START Material to process

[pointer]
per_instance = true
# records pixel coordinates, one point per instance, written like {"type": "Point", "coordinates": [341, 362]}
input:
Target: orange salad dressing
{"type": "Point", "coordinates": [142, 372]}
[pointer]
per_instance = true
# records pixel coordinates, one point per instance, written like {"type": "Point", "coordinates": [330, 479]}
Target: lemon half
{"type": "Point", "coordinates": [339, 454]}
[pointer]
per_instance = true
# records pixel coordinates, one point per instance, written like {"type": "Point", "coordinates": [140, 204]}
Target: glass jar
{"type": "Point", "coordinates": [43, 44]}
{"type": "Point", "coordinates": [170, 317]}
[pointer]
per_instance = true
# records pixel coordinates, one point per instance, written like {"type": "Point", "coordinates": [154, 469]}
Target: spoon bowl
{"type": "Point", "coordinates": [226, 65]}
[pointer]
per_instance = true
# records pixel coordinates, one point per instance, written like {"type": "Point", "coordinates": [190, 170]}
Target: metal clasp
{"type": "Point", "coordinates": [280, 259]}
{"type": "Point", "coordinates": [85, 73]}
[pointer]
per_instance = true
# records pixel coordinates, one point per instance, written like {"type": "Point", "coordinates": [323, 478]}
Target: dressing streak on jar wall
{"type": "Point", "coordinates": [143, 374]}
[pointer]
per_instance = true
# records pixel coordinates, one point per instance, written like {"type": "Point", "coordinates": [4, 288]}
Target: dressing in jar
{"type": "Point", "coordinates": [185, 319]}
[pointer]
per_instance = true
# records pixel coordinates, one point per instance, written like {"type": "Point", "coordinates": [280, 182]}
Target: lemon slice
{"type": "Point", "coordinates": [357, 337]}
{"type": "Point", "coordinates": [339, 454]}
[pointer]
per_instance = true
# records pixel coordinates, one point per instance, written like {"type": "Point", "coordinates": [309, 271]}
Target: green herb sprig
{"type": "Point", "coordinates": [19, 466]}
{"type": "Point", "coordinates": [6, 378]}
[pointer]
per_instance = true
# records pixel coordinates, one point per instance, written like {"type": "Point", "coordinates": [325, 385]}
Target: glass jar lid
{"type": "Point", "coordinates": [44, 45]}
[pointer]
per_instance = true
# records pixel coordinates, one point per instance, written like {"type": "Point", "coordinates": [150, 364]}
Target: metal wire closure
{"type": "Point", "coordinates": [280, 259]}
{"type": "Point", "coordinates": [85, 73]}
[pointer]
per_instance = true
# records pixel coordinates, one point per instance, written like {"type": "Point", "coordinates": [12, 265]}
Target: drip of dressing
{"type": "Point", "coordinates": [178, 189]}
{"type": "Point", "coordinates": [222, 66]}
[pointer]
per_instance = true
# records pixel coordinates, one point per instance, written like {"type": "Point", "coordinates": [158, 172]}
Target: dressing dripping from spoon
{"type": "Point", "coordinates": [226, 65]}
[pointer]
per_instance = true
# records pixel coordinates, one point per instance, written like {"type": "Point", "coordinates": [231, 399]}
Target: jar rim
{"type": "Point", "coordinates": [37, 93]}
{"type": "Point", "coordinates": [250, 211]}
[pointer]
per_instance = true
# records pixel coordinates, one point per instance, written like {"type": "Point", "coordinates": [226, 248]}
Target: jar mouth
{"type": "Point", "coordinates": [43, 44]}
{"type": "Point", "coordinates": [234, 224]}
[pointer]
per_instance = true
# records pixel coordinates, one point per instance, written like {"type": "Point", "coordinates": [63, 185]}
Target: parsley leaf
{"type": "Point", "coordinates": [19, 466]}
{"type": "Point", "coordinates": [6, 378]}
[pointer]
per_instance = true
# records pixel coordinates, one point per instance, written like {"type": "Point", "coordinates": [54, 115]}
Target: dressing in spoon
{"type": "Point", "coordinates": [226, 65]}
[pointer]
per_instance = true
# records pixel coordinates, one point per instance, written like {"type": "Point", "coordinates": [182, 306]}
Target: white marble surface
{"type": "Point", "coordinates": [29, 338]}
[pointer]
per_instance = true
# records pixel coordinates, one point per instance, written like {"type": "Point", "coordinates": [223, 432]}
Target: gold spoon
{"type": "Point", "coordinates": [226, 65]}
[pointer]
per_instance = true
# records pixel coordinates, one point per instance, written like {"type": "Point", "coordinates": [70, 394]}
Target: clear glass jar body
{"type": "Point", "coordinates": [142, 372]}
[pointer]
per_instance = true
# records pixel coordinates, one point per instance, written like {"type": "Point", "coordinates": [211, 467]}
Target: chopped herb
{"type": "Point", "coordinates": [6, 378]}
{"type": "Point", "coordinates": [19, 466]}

END Material to process

Whatever appears in the listing above, write it down again exactly.

• _Solution to this exercise_:
[pointer]
per_instance = true
# records pixel coordinates, one point per instance, written like {"type": "Point", "coordinates": [341, 362]}
input:
Target: orange salad dressing
{"type": "Point", "coordinates": [142, 372]}
[pointer]
per_instance = true
# records pixel coordinates, one point per instance, written like {"type": "Point", "coordinates": [330, 479]}
Target: lemon half
{"type": "Point", "coordinates": [339, 454]}
[pointer]
per_instance = true
# records pixel coordinates, one point per instance, written like {"type": "Point", "coordinates": [140, 204]}
Target: glass jar
{"type": "Point", "coordinates": [43, 44]}
{"type": "Point", "coordinates": [170, 317]}
[pointer]
per_instance = true
# records pixel coordinates, one point per instance, written like {"type": "Point", "coordinates": [154, 469]}
Target: spoon bowl
{"type": "Point", "coordinates": [226, 65]}
[pointer]
per_instance = true
# records pixel coordinates, one point per instance, written like {"type": "Point", "coordinates": [190, 170]}
Target: metal clasp
{"type": "Point", "coordinates": [280, 259]}
{"type": "Point", "coordinates": [85, 73]}
[pointer]
per_instance = true
# records pixel coordinates, one point per instance, written like {"type": "Point", "coordinates": [323, 478]}
Target: dressing streak on jar wall
{"type": "Point", "coordinates": [143, 374]}
[pointer]
per_instance = true
# records pixel coordinates, one point per instance, written like {"type": "Point", "coordinates": [4, 288]}
Target: dressing in jar
{"type": "Point", "coordinates": [185, 319]}
[pointer]
per_instance = true
# records pixel coordinates, one point per instance, written like {"type": "Point", "coordinates": [280, 182]}
Target: lemon slice
{"type": "Point", "coordinates": [357, 337]}
{"type": "Point", "coordinates": [339, 454]}
[pointer]
per_instance = true
# records pixel coordinates, one point per instance, written like {"type": "Point", "coordinates": [309, 271]}
Target: green herb sprig
{"type": "Point", "coordinates": [19, 466]}
{"type": "Point", "coordinates": [6, 378]}
[pointer]
per_instance = true
# records pixel coordinates, one point per instance, written like {"type": "Point", "coordinates": [325, 385]}
Target: glass jar lid
{"type": "Point", "coordinates": [44, 45]}
[pointer]
per_instance = true
# records pixel coordinates, one point per instance, written like {"type": "Point", "coordinates": [150, 364]}
Target: metal wire closure
{"type": "Point", "coordinates": [280, 259]}
{"type": "Point", "coordinates": [85, 73]}
[pointer]
per_instance = true
# records pixel coordinates, one point per instance, written like {"type": "Point", "coordinates": [12, 265]}
Target: drip of dressing
{"type": "Point", "coordinates": [178, 189]}
{"type": "Point", "coordinates": [222, 66]}
[pointer]
per_instance = true
# records pixel coordinates, one point per instance, written like {"type": "Point", "coordinates": [158, 172]}
Target: dressing dripping from spoon
{"type": "Point", "coordinates": [226, 65]}
[pointer]
per_instance = true
# records pixel coordinates, one point per instance, written like {"type": "Point", "coordinates": [231, 399]}
Target: jar rim
{"type": "Point", "coordinates": [37, 93]}
{"type": "Point", "coordinates": [250, 211]}
[pointer]
per_instance = true
# records pixel coordinates, one point per instance, written like {"type": "Point", "coordinates": [226, 248]}
Target: jar mouth
{"type": "Point", "coordinates": [43, 44]}
{"type": "Point", "coordinates": [234, 224]}
[pointer]
per_instance = true
# records pixel coordinates, one point per instance, written like {"type": "Point", "coordinates": [63, 185]}
Target: parsley leaf
{"type": "Point", "coordinates": [19, 466]}
{"type": "Point", "coordinates": [6, 378]}
[pointer]
per_instance = true
# records pixel coordinates, one point per instance, written like {"type": "Point", "coordinates": [54, 115]}
Target: dressing in spoon
{"type": "Point", "coordinates": [226, 65]}
[pointer]
per_instance = true
# records pixel coordinates, one point per instance, written like {"type": "Point", "coordinates": [182, 306]}
Target: white marble surface
{"type": "Point", "coordinates": [29, 338]}
[pointer]
per_instance = true
# records pixel coordinates, one point per instance, written like {"type": "Point", "coordinates": [223, 432]}
Target: gold spoon
{"type": "Point", "coordinates": [226, 65]}
[pointer]
per_instance = true
# records pixel coordinates, one point per instance, written like {"type": "Point", "coordinates": [70, 394]}
Target: clear glass jar body
{"type": "Point", "coordinates": [142, 372]}
[pointer]
per_instance = true
# records pixel coordinates, one point per instance, written like {"type": "Point", "coordinates": [211, 467]}
Target: chopped herb
{"type": "Point", "coordinates": [6, 378]}
{"type": "Point", "coordinates": [19, 466]}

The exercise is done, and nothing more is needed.